- EXERCISE DETAILS
Leave the pictures out. Return the rest of the listing below exactly.
──────── RECORDS FOR THE TASK
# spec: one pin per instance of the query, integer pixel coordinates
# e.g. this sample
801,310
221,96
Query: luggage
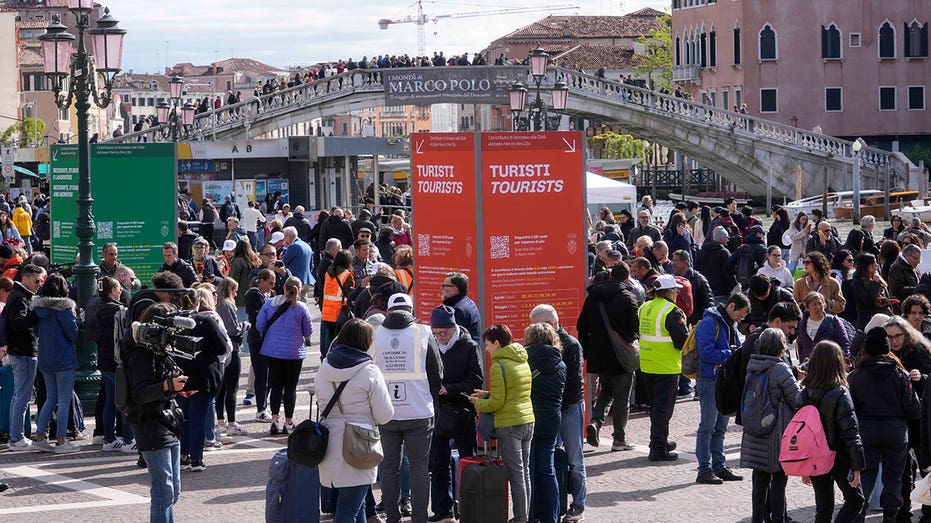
292,492
483,490
561,464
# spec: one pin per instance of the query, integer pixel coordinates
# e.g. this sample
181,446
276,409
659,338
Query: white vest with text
401,354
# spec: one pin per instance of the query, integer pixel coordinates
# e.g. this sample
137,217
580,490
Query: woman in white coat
364,401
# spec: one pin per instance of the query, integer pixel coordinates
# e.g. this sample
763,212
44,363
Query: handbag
308,441
627,354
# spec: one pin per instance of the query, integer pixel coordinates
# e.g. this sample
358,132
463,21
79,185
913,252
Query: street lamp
76,70
537,108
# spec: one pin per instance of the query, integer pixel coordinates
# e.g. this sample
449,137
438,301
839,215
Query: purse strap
333,400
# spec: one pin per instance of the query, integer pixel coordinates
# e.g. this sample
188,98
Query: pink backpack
804,450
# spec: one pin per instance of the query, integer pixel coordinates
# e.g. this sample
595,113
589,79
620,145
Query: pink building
854,68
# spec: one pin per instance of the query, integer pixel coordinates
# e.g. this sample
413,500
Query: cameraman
156,420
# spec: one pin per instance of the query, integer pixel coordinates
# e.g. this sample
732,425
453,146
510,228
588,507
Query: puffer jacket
364,401
835,408
510,382
762,453
57,330
548,376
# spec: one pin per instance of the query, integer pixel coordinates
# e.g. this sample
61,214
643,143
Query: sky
299,32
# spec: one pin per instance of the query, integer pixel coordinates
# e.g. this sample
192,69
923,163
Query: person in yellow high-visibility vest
663,331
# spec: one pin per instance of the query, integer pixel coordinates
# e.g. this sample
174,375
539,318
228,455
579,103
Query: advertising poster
443,174
526,264
139,226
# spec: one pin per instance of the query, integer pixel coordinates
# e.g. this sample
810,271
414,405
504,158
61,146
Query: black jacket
19,322
881,390
839,420
712,262
621,305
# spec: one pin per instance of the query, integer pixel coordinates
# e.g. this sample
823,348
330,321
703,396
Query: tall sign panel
134,189
444,194
533,196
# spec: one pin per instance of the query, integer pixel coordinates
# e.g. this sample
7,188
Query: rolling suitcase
483,490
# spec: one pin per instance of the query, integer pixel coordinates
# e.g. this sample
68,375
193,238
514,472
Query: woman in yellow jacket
509,400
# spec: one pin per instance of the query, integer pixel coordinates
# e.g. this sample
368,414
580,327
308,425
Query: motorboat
834,200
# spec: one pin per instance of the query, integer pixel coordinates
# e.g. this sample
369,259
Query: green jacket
510,393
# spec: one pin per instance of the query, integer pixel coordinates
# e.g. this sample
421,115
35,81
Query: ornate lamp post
538,113
177,126
76,70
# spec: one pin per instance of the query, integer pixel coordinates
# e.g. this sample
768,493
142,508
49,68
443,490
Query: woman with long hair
884,401
337,283
825,385
799,233
286,322
57,330
227,291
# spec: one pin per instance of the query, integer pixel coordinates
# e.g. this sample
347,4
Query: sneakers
44,445
591,433
574,514
22,444
66,447
113,446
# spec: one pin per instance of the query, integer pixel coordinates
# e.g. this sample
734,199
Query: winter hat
443,317
876,343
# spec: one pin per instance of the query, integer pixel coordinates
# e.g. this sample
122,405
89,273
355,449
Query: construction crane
422,19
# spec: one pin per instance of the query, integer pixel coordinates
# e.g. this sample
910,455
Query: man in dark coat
620,304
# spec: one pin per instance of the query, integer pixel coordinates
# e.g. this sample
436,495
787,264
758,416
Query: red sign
533,200
443,193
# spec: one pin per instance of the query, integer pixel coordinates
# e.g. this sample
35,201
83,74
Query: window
767,43
736,46
887,98
830,42
886,41
916,40
833,99
916,98
768,101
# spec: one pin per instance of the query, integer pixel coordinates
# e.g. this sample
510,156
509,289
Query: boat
835,199
875,205
713,198
916,209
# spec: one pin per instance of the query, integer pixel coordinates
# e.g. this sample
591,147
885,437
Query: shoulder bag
627,354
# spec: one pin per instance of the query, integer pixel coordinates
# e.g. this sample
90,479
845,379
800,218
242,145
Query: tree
656,60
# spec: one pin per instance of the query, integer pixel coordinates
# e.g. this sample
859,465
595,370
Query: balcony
687,73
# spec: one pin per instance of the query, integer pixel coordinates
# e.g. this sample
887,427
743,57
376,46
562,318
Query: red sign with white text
533,200
444,196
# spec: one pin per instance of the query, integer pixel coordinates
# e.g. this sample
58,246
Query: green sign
134,189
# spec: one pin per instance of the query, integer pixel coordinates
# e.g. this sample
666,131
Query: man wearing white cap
409,358
663,331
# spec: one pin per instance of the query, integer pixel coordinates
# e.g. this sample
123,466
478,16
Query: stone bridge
751,152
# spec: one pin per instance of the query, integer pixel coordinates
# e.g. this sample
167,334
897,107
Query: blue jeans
193,433
350,505
109,409
24,377
59,386
570,436
544,493
165,475
709,441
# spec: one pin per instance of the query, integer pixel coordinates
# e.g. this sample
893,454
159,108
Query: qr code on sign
500,247
423,245
104,230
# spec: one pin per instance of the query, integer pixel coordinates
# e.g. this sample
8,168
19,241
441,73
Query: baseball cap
400,300
665,281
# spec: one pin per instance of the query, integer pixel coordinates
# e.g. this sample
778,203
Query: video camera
171,334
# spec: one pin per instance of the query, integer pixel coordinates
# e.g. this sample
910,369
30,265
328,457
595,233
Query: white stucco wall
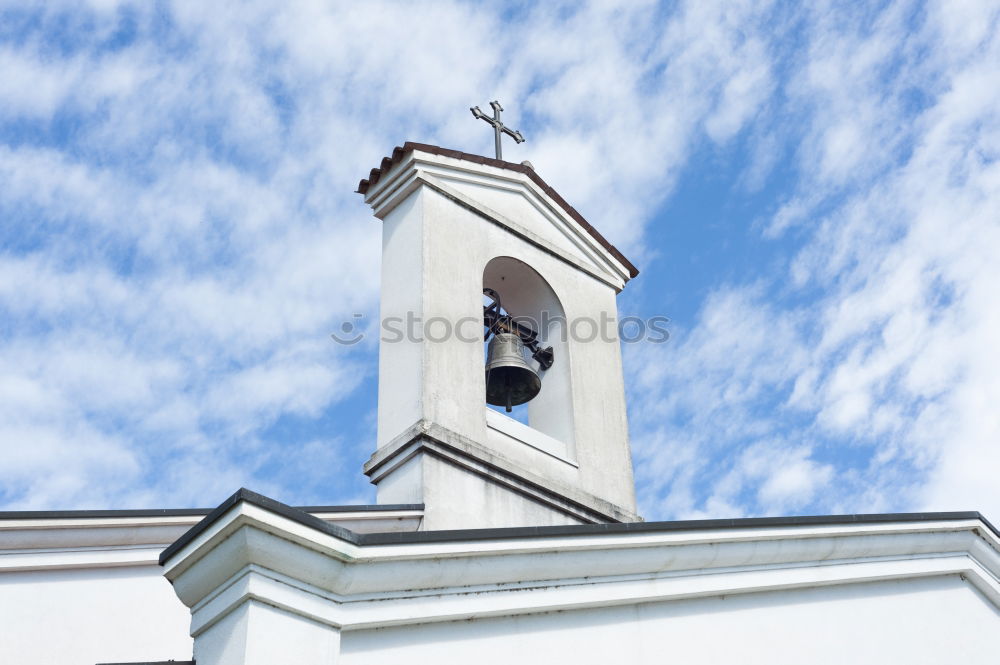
88,616
930,620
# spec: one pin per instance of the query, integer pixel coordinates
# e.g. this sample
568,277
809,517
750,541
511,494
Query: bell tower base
463,484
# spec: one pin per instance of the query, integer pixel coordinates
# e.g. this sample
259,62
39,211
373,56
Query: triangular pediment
506,193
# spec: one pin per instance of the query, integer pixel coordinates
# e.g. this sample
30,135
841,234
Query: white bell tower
454,223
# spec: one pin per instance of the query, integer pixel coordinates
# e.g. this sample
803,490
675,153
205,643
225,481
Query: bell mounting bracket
495,320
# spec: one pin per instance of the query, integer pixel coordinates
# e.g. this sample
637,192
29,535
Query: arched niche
527,297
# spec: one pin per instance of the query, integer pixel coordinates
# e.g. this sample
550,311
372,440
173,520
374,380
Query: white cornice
253,553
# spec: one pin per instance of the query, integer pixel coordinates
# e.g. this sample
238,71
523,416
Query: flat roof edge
192,512
415,537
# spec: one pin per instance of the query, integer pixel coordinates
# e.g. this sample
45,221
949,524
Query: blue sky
811,192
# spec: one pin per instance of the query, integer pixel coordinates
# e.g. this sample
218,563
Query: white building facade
493,540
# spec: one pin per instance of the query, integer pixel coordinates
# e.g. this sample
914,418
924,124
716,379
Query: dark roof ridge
407,538
400,151
185,512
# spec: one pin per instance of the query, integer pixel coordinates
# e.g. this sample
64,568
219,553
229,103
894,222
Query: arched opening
527,297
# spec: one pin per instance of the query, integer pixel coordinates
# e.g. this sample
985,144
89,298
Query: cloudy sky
811,191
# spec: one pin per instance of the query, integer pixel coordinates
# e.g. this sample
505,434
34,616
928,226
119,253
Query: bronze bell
509,379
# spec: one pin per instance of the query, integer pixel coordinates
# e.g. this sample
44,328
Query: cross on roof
498,127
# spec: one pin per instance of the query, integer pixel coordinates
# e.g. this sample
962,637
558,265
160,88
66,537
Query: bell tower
474,247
────────────────
- FINAL ANSWER
# spec: one pin per instance of the query, integer pixel coordinates
# e.g. this sample
801,310
221,96
Query: luggage
292,492
483,490
561,464
# spec: one pin per instance of the query, integer pixel coordinates
# e.g. this sample
181,446
276,409
659,338
Query: white vest with text
401,354
# spec: one pin per instance of the query, integer pixel coordinates
# e.g. this sample
137,217
580,490
Query: woman in white coat
364,401
# spec: one pin per instance of the query, integer pixel coordinates
# e.g. this sample
763,212
44,363
Query: handbag
308,441
627,354
# spec: one pin per instance of the query, integer pixel coordinates
# e.g. this sample
358,132
463,21
79,185
913,252
Query: street lamp
76,70
537,108
# spec: one pin per instance of the query, integer pixel coordinates
# e.g. this sample
449,137
438,301
839,215
Query: purse strap
333,400
# spec: one pin per instance of the query, integer pixel coordinates
# e.g. this sample
188,98
Query: pink backpack
804,450
# spec: one pin per instance of the query, integer pixel coordinates
# e.g. this sample
595,113
589,79
620,145
Query: pink building
854,68
# spec: one pin per instance of the query, integer pixel coordinates
# e.g. this sample
413,500
Query: cameraman
156,420
# spec: one pin per instance of the query, integer pixel coordinates
# e.g. this sample
732,425
453,146
510,228
588,507
Query: puffer jacket
364,401
835,408
510,382
762,453
57,330
548,376
# spec: one pin per instance of the query, integer pixel coordinates
# e.g. this sample
61,214
643,143
Query: sky
299,32
# spec: one pin per instance of the query, integer pixel coordinates
# e.g. this sample
192,69
923,163
Query: person in yellow high-visibility vest
663,331
# spec: one pin per instance of the query, integer pixel coordinates
# e.g. this sample
174,375
539,318
228,455
579,103
Query: advertising poster
443,174
526,264
139,226
# spec: one pin per instance of the query, integer pixel coordinates
# e.g. this sample
810,271
414,405
504,158
61,146
Query: black jacket
19,322
881,390
839,420
712,262
621,305
# spec: one pin per instance of the query, integer pixel coordinates
# e.g. this sample
823,348
330,321
703,396
Query: tall sign panel
134,189
444,194
533,196
# spec: one pin per instance of the query, integer pixel coordinates
# e.g. this sample
7,188
Query: rolling suitcase
483,490
# spec: one pin per instance of the query, integer pixel coordinates
# e.g. this sample
68,375
193,238
514,472
Query: woman in yellow jacket
509,400
# spec: one pin per instance of the query, integer pixel coordinates
# e.g. this sample
368,414
580,327
308,425
Query: motorboat
834,200
# spec: one pin per instance of the query, integer pixel coordinates
# e.g. this sample
369,259
Query: green jacket
510,393
# spec: one pin per instance of the query, integer pixel coordinates
# e.g. this sample
421,115
35,81
Query: ornate lamp post
538,113
177,126
76,70
# spec: one pin per instance of the query, integer pixel coordinates
# e.g. this sample
768,493
142,508
49,68
443,490
Query: woman with long hair
884,401
337,283
825,385
799,233
286,322
57,330
227,291
# spec: one pin per instance of the query, integer pixel coordinates
# e.g. this sample
347,4
Query: sneakers
44,445
591,433
574,514
22,444
66,447
113,446
# spec: one pin per instance of the query, integer pixel coordinates
# e.g. this sample
734,199
Query: winter hat
443,317
876,343
# spec: one pin per instance of the query, integer pixel coordinates
# e.g. this sample
122,405
89,273
355,449
Query: construction crane
422,19
# spec: one pin per instance of the query, integer pixel coordinates
# e.g. this sample
910,455
Query: man in dark coat
620,304
# spec: one pin per instance of the query, integer pixel coordinates
# e.g. this sample
436,495
787,264
758,416
Query: red sign
533,200
443,193
# spec: one pin per instance of the query, integer pixel coordinates
# e.g. this sample
35,201
83,74
Query: window
767,43
736,46
887,98
830,42
886,41
916,40
833,99
916,98
768,101
# spec: one pin per instance of the query, integer pixel coordinates
# e.g. this sample
510,156
509,289
Query: boat
835,199
875,205
713,198
916,209
# spec: one pin per instance of the query, integer pixel coordinates
# e.g. this sample
591,147
885,437
Query: shoulder bag
627,354
# spec: one pin per instance of the query, integer pixel coordinates
# e.g. this sample
90,479
845,379
800,218
242,145
Query: tree
656,60
# spec: one pin per instance of the query, integer pixel coordinates
# e.g. this sample
859,465
595,370
Query: balcony
687,73
# spec: one pin per instance of the query, integer pixel coordinates
# e.g. this sample
887,427
743,57
376,46
562,318
Query: red sign with white text
533,200
444,196
# spec: one pin per instance of the query, integer pixel coordinates
# e.g. this sample
58,246
Query: green sign
134,189
# spec: one pin per instance of the query, integer pixel coordinates
# e.g. this sample
666,131
Query: man wearing white cap
409,358
663,331
# spec: one pin per instance of the query, integer pixel coordinates
# e.g. this sample
123,466
478,16
Query: stone bridge
751,152
# spec: one pin per instance of the query, integer pixel coordinates
# e.g. this sample
167,334
897,107
Query: blue jeans
193,433
350,505
109,409
24,377
59,386
570,436
544,493
165,475
709,441
# spec: one pin per instance of the query, integer pixel coordinates
# e.g. this sample
893,454
159,108
Query: qr code on sign
500,247
423,245
104,230
# spec: one pin per instance of the query, integer pixel coordinates
# e.g. this sample
8,168
19,241
441,73
Query: baseball cap
400,300
665,281
# spec: one pin per instance of the query, integer pixel coordinates
# e.g. this sample
778,203
Query: video camera
171,334
# spec: one pin per instance of the query, integer pixel coordinates
# e.g. this sample
910,369
30,265
328,457
595,233
Query: white stucco wall
88,616
930,620
# spec: one pin per instance of the query, integer pixel coordinates
# e.g. this sample
568,277
809,517
750,541
511,494
Query: bell tower base
463,484
# spec: one pin per instance of the query, integer pixel coordinates
# e.g. this sample
259,62
39,211
373,56
Query: triangular pediment
506,193
# spec: one pin per instance of the query, integer pixel coordinates
# e.g. this sample
30,135
841,234
Query: white bell tower
454,223
# spec: one pin per instance of the query, integer pixel coordinates
# e.g. this sample
803,490
675,153
205,643
225,481
Query: bell mounting bracket
495,320
# spec: one pin per instance of the query, integer pixel coordinates
# e.g. this sample
637,192
29,535
Query: arched niche
527,297
# spec: one pin per instance of the query, integer pixel coordinates
# e.g. this sample
550,311
372,440
173,520
374,380
Query: white cornice
253,553
# spec: one pin per instance of the query, integer pixel coordinates
# e.g. this sample
238,71
523,416
Query: flat roof edge
192,512
415,537
# spec: one pin per instance of the query, integer pixel coordinates
# e.g. this sample
45,221
949,524
Query: blue sky
811,192
# spec: one pin per instance of the query, integer pixel coordinates
# e.g. this sample
218,563
Query: white building facade
493,540
# spec: one pin per instance of the query, integer pixel coordinates
# e.g. this sample
914,418
924,124
716,379
Query: dark roof ridge
407,538
400,151
185,512
# spec: one pin per instance of the query, integer pixel coordinates
# e.g. this sample
64,568
219,553
229,103
894,222
Query: arched opening
527,297
# spec: one pin per instance of the query, integer pixel coordinates
# e.g. this sample
985,144
89,298
Query: cloudy sky
811,191
# spec: one pin per instance of the query, integer pixel coordinates
# e.g. this sample
505,434
34,616
928,226
119,253
Query: bronze bell
509,379
# spec: one pin per instance of the query, integer pixel coordinates
# e.g. this sample
44,328
Query: cross on roof
498,127
# spec: one pin per instance of the query, integer pixel coordinates
# e.g. this sample
962,637
558,265
160,88
66,537
Query: bell tower
474,247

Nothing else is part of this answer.